GIVEN DATA:

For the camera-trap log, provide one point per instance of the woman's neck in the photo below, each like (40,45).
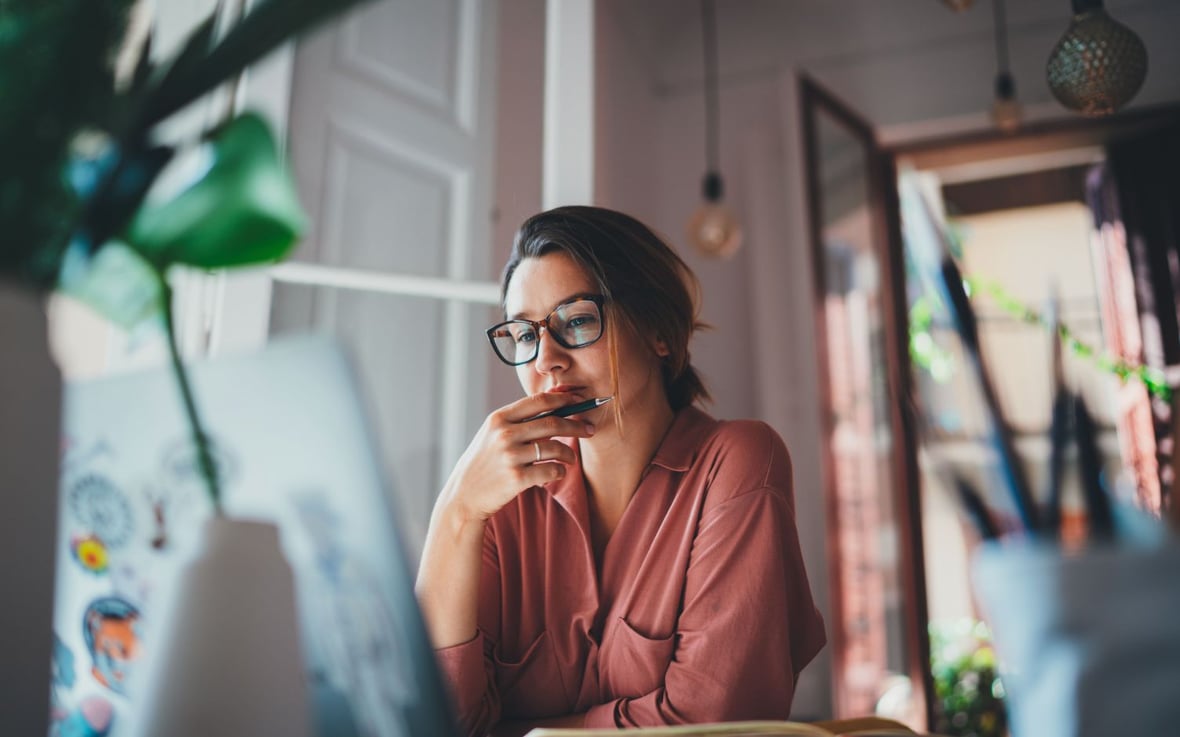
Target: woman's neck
---
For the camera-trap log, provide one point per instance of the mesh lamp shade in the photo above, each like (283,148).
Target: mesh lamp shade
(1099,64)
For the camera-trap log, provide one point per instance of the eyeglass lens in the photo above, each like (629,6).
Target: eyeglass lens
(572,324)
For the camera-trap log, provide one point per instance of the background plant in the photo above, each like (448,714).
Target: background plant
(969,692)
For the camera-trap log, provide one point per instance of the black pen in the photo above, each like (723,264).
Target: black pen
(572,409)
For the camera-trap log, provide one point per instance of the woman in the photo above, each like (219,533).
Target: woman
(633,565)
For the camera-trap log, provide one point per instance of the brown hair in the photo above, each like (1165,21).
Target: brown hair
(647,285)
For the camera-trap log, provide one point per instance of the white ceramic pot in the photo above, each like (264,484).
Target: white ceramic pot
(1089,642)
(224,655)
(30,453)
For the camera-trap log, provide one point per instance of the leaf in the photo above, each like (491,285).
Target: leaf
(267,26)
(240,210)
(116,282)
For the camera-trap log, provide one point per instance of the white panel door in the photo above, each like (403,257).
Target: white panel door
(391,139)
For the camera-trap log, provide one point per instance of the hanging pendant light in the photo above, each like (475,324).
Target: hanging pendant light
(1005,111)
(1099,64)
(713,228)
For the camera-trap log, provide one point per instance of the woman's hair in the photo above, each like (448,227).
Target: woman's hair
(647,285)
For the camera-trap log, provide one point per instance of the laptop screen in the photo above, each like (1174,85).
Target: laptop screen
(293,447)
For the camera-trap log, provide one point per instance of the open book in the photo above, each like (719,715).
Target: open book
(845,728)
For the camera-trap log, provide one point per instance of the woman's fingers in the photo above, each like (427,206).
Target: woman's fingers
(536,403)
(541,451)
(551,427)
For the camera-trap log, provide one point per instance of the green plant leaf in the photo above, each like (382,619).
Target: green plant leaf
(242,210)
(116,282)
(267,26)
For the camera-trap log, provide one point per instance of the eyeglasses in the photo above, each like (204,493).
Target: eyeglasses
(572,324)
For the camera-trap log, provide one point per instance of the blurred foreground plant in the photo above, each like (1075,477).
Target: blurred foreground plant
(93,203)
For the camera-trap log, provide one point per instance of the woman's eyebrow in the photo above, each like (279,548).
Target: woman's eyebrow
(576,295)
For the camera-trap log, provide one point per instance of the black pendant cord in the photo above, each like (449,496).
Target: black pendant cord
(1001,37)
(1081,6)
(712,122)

TASK GOAL: Copy the stretch of the records above that runs from the line with "each like (382,619)." through the line with "each like (1075,477).". Both end lines belong in the copy, and nothing else does.

SOLVED EXERCISE:
For the camera-trap log, provide one point per instance of the green plant leaf in the photo above, each like (382,619).
Target: green plant leaf
(242,210)
(116,282)
(267,26)
For the camera-trap log, provide one point per instance of the eyeglasses in the photo above, each like (204,493).
Target: eyeglasses
(572,324)
For the camera-trap log, provide one point per instance of the blurred foreground plant in the photo above, each like (1075,477).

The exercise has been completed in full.